───── Excerpt to read ─────

In his first season in the Northern Division, Overton is one of two new head coaches in the Central Intercollegiate Athletic Association (CIAA).
He has assembled an impressive corp of assistants: Jon Howell Clark, a former assistant coach at Rutgers-Camden University; Dorian Long, a former director of basketball operations at James Madison University; Gene Lett Jr., a former graduate of Cheyney University; and A.J. English, a former All-American at Virginia Union University who played with Overton on the then-Washington Bullets.
The rookie CIAA head coach is going to need their help. In a preseason poll, the Lions, who are coming off a 9-20 campaign in 2015, are picked to finish last in the division.
“That’s fine with me,” said Overton. “It’s good that no one is expecting much from us. We’re going to surprise some people, I’m sure of it. I know the group that I have. I’m confident in them. We’re going to come together as a team.”
The Lions have some talent. Senior forward Josh Davis returns. He averaged a team-leading 12. 1 points and 7.1 rebounds a game. The Lions also have a 6-10 transfer from Manhattan College in Carlton Allen to accompany Carl Lane, a 6-foot-9 junior college transfer from Southeastern Community College in Burlington, Iowa
Next year, the Lions are expecting Deaquan Williams, a 6-foot-6 forward from Camden High in New Jersey. Williams recently committed to Overton and the Lions and should complement the lineup.
Founded in 1854, Lincoln University is the oldest historically Black university in the United States.
Robert N.C. Nix, the first Black U.S. congressman from Pennsylvania, and Thurgood Marshall, the first Black U.S. Supreme Court justice, headline an impressive alumni list that also includes actor Roscoe Lee Browne along with musical legends Cab Calloway and Gil Scott-Heron. Baseball Hall of Famer Monte Irvin also attended Lincoln.
Lincoln has had only four 20-win seasons since 1952-53. The last of which was a 20-9 record after the 2013-14 season.

───── Recorded data ─────

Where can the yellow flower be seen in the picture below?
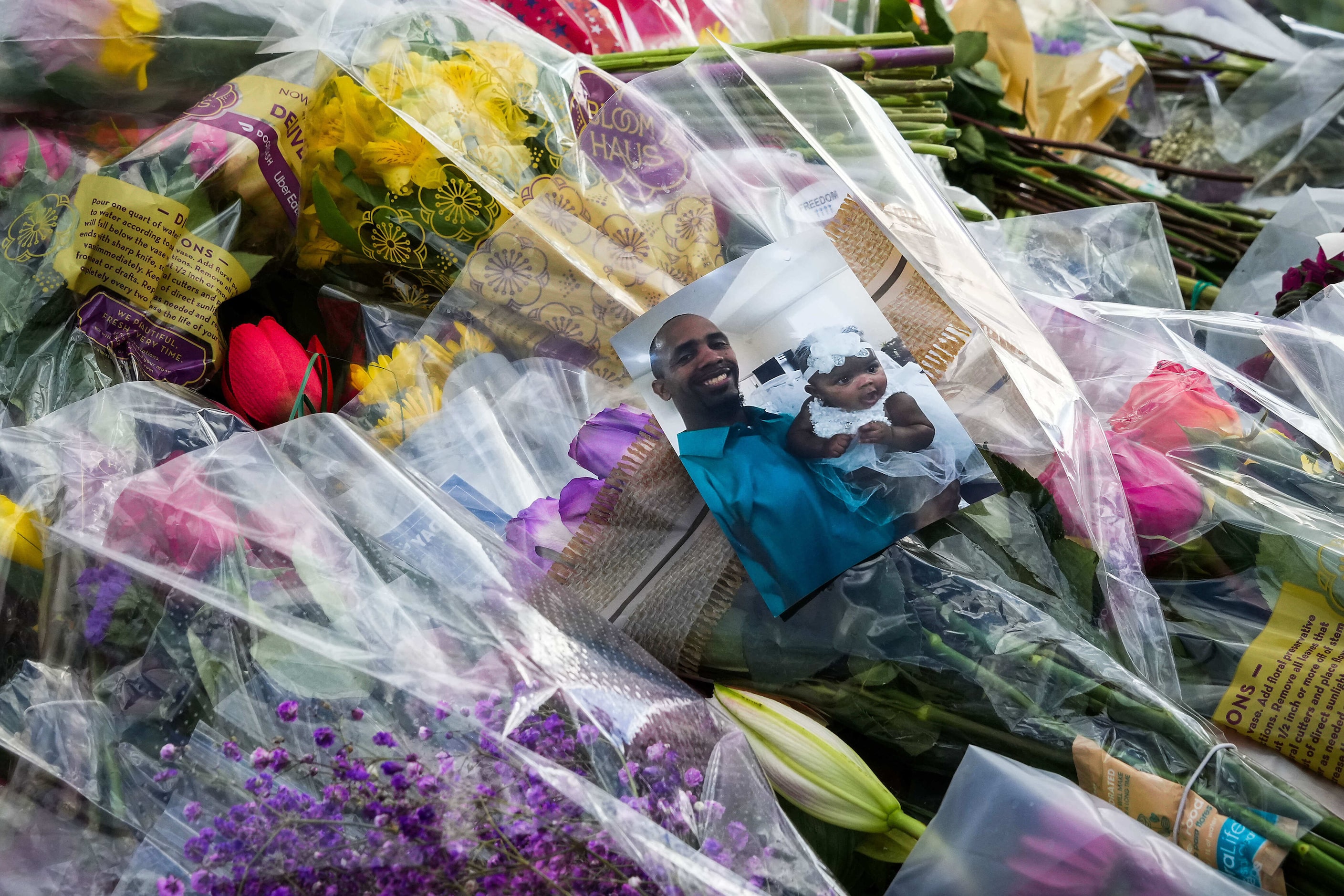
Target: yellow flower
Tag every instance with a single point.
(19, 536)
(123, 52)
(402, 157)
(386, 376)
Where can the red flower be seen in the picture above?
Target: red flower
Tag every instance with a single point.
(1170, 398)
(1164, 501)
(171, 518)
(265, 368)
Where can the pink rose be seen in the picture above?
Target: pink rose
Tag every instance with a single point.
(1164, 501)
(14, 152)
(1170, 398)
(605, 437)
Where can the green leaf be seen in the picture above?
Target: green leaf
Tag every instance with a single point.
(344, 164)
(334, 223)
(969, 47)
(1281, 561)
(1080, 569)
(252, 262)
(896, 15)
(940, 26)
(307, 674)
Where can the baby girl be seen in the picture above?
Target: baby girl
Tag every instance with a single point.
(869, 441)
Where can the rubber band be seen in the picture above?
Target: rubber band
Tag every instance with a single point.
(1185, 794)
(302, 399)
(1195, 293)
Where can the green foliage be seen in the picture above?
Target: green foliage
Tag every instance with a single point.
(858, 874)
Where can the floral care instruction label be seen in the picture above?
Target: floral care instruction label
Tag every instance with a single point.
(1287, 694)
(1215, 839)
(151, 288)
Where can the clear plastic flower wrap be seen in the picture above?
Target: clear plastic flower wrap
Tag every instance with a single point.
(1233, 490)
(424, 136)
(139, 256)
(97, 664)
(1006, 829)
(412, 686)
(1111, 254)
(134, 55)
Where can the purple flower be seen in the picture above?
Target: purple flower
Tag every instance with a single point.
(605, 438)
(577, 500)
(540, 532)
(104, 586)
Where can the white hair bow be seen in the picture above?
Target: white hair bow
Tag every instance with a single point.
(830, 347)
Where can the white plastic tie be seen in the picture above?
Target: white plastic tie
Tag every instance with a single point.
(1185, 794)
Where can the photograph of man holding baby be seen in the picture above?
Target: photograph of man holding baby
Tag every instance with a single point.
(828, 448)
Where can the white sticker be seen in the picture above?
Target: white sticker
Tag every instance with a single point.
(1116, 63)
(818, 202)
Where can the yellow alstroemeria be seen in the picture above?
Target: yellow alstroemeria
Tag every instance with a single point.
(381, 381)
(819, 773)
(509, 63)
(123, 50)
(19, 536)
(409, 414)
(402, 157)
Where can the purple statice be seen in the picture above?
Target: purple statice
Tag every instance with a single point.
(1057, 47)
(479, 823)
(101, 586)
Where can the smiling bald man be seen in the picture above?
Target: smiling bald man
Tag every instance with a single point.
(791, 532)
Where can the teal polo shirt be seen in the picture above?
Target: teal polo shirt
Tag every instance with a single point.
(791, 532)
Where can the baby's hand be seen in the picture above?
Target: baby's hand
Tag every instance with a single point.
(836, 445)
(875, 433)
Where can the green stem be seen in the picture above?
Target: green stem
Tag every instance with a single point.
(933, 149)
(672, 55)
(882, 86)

─────

## Required work
A. From the article on Lincoln University basketball, list the names of the assistant coaches Overton has assembled.
B. Carry on the article about Overton and Lincoln University basketball, picking up after its final sentence.

## Task results
A. Jon Howell Clark, Dorian Long, Gene Lett Jr., A.J. English

B.
In building continuity and spirit, Overton has borrowed a page from Naismith Hall of Fame basketball coach John Chaney. When he was at Temple University, Chaney held 6:00 AM practice to keep players from getting into late-night trouble, enabling them to focus on what was important.
“Those were some of the reasons we’ve adopted it,” said Overton, whose son Miles plays for Drexel University. “Another reason is that we were working out early and I noticed how responsive they were. It was just something that I decided to do and it’s had pretty good results so far.”
Picking up tendencies has helped Overton enjoy a charmed basketball life.
“What I found in Doug was that he was observant and a listener,” said veteran St. Joseph’s University coach Phil Martelli. “Some guys like to be noticed. They have to be noisy. Not Doug. He was quiet and he listened.
“People were quick to praise me for getting him as an assistant, but the praise really belongs to Doug. He’s a Philadelphian. Everyone knows what that means. You scratch and claw and don’t want for anything. You want what you earn. Doug, in his career, has earned the respect that he’s been given,” he added.
When he played, Overton wasn’t the best player on the court. He didn’t dunk over players or was a marksman from three-point range. He wasn’t the fastest player from baseline to baseline and he didn’t block many shots.
But he excelled at playing with his head. He made the shots that he had to make. He ran offenses like a veteran. He passed the ball accurately and his dribble was sure-handed and tight. He played tenacious defense.
“I did what I had to do to win ball games,” said Overton. “I played hard and I played to win. That’s what I expect from my team. I want us to play hard and I want us to win some games.”
“We’re going to jump right in it,” said Overton. “No one is going to lay down for us. We’re going to have to do like the old cliche, take them one at a time. We’re going to come out and play good, hard basketball. We’re going to be ready.”
And once again, he’s more than prepared to lead the way.